= Description of the task =
Please pick out every line below that contains the word "slope" and copy each one in full. Case counts.
## START Supplied data
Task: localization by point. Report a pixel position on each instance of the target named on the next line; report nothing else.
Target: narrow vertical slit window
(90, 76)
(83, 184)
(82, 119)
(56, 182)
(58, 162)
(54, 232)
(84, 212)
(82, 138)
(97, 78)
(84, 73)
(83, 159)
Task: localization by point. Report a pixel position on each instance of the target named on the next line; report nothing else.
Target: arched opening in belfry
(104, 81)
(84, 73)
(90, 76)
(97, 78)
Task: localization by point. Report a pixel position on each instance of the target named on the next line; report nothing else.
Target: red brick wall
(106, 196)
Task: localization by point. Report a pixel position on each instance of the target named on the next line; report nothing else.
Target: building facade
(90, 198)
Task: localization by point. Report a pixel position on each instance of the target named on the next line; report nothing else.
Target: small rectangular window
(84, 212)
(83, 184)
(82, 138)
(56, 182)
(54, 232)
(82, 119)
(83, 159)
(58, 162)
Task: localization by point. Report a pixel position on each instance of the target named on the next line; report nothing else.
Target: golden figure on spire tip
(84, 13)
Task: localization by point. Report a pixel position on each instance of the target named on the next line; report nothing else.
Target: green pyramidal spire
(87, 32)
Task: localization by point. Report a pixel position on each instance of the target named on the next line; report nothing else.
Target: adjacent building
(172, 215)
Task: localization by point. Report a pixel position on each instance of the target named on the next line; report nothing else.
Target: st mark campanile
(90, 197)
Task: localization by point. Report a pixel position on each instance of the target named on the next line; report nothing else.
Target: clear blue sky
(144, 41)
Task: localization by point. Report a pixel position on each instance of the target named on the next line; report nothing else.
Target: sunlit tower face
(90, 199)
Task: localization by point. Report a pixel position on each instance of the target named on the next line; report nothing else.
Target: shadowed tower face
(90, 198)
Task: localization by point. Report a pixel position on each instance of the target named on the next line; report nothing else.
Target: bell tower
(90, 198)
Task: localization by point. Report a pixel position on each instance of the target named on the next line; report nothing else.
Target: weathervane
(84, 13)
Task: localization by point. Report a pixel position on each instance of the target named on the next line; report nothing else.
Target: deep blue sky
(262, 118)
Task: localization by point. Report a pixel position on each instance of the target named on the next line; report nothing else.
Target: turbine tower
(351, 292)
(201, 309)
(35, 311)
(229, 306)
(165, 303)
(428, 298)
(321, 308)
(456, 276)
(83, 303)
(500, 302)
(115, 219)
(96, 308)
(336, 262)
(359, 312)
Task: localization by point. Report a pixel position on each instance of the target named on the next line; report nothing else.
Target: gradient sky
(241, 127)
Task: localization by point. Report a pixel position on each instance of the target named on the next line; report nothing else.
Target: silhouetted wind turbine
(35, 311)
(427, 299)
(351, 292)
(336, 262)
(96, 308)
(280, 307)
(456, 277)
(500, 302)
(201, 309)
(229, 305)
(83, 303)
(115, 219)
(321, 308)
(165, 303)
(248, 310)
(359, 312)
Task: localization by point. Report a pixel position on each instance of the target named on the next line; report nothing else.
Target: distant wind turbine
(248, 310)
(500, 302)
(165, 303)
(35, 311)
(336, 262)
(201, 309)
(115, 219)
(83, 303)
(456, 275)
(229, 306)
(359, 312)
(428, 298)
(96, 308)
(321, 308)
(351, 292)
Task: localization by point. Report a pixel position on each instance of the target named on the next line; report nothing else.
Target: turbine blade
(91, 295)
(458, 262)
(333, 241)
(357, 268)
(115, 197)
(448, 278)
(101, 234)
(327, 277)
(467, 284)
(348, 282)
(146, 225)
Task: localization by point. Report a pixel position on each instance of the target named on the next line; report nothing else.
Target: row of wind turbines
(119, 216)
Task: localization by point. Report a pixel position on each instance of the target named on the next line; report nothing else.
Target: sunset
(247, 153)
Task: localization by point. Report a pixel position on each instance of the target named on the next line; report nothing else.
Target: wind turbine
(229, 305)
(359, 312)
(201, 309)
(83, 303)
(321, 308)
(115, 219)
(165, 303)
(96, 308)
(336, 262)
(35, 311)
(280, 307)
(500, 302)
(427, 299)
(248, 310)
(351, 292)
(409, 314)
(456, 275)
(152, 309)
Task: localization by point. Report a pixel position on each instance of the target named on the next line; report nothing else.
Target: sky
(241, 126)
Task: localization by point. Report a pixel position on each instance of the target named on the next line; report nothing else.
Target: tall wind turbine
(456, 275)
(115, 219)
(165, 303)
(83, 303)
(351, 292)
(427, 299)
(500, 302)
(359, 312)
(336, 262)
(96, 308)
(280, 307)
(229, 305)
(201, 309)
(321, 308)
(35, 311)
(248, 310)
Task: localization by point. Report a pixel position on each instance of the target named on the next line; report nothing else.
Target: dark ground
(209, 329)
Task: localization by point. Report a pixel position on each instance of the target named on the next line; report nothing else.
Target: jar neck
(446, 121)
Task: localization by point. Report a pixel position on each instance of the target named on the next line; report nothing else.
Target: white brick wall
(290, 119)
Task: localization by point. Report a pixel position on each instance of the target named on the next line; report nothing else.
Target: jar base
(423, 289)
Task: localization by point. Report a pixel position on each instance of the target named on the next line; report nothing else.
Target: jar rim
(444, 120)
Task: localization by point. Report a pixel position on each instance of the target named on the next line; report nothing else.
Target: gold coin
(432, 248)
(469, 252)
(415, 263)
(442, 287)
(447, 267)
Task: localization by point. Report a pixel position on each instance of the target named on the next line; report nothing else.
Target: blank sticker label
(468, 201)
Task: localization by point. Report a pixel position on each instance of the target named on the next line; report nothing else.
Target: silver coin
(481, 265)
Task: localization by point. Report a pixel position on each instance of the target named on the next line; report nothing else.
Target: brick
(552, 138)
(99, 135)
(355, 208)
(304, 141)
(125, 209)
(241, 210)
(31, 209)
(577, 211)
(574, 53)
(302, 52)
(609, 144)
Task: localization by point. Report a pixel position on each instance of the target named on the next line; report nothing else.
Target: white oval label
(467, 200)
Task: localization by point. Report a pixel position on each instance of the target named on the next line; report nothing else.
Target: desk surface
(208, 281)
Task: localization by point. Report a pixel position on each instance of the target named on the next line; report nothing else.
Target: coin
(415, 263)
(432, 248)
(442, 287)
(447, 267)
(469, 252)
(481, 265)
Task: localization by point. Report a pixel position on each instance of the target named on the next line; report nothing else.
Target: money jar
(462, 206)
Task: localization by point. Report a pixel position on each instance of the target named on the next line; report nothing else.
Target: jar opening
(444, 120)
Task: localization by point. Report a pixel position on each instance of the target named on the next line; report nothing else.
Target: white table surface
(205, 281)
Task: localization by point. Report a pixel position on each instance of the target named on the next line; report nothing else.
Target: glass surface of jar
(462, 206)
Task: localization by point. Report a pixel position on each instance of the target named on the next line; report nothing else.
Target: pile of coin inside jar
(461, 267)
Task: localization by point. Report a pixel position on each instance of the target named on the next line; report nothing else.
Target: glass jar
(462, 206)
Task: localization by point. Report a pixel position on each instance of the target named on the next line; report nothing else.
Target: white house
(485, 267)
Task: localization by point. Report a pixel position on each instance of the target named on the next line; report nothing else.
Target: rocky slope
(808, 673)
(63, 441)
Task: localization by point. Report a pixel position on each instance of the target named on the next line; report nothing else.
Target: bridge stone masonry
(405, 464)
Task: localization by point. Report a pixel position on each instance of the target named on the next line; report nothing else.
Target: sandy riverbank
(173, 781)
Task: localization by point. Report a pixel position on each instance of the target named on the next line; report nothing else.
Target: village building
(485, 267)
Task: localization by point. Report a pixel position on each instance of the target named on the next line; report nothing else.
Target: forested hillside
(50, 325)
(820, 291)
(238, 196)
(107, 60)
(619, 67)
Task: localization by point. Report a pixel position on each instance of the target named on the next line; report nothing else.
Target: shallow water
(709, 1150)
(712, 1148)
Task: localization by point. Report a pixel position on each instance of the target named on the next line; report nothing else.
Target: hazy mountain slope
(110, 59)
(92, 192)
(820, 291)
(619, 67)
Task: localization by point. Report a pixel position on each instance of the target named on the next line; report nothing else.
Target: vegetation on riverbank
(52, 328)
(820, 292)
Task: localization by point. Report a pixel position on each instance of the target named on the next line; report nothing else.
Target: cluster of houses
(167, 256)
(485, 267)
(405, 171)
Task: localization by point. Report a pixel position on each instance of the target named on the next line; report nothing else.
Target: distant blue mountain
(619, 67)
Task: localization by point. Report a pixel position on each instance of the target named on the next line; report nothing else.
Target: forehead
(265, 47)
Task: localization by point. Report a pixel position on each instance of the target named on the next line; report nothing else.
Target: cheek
## END Supplied data
= Response =
Target: rocky slope
Target: hazy mountain slope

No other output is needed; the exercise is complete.